#### WHAT YOU NEED TO DO
Would you repeat the listing exactly but omit every picture?
--- Start SOURCE MATERIAL ---
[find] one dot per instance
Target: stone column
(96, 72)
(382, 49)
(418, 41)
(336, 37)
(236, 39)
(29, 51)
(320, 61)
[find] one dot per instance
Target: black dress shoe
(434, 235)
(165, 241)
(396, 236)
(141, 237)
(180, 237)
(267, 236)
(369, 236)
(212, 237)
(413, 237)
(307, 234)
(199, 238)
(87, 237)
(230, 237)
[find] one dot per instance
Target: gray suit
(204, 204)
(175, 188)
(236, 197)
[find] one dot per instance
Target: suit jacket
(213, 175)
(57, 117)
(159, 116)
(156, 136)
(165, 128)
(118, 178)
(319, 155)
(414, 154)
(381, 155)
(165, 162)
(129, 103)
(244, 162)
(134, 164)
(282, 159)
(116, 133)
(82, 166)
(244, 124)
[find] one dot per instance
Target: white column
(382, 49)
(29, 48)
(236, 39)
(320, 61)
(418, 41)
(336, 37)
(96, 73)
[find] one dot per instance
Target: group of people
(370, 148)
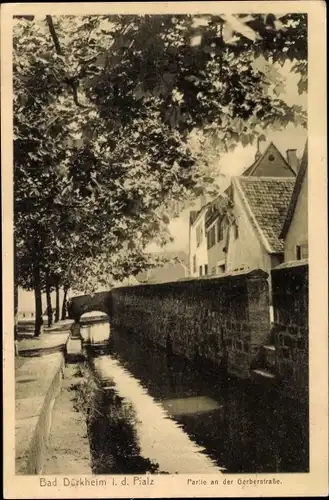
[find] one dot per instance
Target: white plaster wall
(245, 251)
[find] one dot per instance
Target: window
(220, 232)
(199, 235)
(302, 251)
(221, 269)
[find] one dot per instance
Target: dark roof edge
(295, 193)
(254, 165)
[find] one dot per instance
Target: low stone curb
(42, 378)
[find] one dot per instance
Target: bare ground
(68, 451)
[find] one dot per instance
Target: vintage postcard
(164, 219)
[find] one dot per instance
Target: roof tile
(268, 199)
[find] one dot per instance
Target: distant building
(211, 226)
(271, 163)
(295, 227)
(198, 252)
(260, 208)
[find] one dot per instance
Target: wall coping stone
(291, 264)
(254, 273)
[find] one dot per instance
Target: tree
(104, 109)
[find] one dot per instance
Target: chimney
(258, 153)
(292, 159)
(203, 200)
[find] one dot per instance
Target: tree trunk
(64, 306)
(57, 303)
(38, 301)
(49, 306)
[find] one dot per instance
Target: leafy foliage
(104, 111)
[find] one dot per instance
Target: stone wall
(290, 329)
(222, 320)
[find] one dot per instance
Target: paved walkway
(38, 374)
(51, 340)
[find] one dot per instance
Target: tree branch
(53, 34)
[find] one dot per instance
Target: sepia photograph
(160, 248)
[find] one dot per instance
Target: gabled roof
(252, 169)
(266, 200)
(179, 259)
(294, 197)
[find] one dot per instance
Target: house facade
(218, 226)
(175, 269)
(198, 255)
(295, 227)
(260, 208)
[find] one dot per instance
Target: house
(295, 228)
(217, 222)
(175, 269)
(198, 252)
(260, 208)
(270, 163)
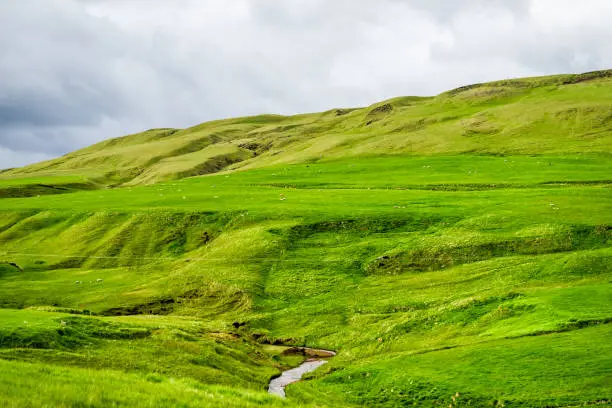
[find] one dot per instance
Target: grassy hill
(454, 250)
--- End SOURCE MATERIAL ---
#### SOLUTION TO THIS TASK
[find] one dot per instance
Target: stone column
(96, 72)
(382, 49)
(418, 41)
(336, 37)
(236, 39)
(29, 51)
(320, 61)
[find] one dot per instance
Target: black dress shoe
(434, 235)
(165, 241)
(396, 236)
(141, 237)
(180, 237)
(267, 236)
(369, 236)
(212, 237)
(413, 237)
(307, 234)
(199, 238)
(87, 237)
(230, 237)
[find] one dot per instance
Target: gray suit
(204, 204)
(175, 188)
(236, 197)
[find] one dot per instance
Target: suit jacket
(213, 175)
(57, 117)
(159, 116)
(156, 136)
(165, 128)
(118, 178)
(319, 155)
(414, 154)
(381, 155)
(165, 162)
(129, 103)
(244, 162)
(134, 164)
(282, 159)
(116, 133)
(82, 166)
(244, 124)
[find] one dot per instance
Target: white column
(382, 49)
(29, 48)
(236, 39)
(320, 61)
(418, 41)
(336, 37)
(96, 73)
[find] one dot per instance
Target: group of people
(370, 148)
[find] one dot per instance
Target: white plaster wall
(245, 251)
[find] one dot per instance
Target: window
(220, 232)
(199, 235)
(302, 251)
(221, 269)
[find] one dot per instance
Target: dark roof edge
(295, 193)
(254, 165)
[find] one dot per instance
Target: low stone curb
(42, 378)
[find] one dot per instance
Target: bare ground
(68, 451)
[find] one dot per instance
Target: vintage postcard
(164, 219)
[find] one dot per instance
Target: roof tile
(268, 199)
[find] one dot per instance
Target: distant building
(211, 226)
(271, 163)
(295, 227)
(198, 252)
(260, 208)
[find] one dot per instance
Target: wall coping stone
(291, 264)
(254, 273)
[find] one dot per instance
Target: tree
(104, 109)
[find] one dot per instance
Target: chimney
(258, 153)
(292, 159)
(203, 200)
[find] one dot per instance
Target: tree trunk
(64, 306)
(57, 303)
(38, 301)
(49, 306)
[find] one dot per instance
Target: leafy foliage
(104, 111)
[find] one dot per instance
Target: stone wall
(290, 329)
(222, 320)
[find] one dot per instance
Target: paved walkway
(38, 374)
(51, 340)
[find] one dot per instance
Target: tree branch
(53, 34)
[find] one dot per instance
Target: sepia photograph
(160, 248)
[find] one dot per instance
Target: gabled roof
(252, 169)
(266, 200)
(179, 259)
(294, 197)
[find] one dot per instance
Target: house facade
(218, 226)
(175, 269)
(198, 255)
(295, 227)
(260, 208)
[find] one dot per instance
Target: house
(295, 228)
(217, 222)
(175, 269)
(198, 252)
(260, 208)
(270, 163)
[find] one dot per instance
Target: grassy hill
(454, 250)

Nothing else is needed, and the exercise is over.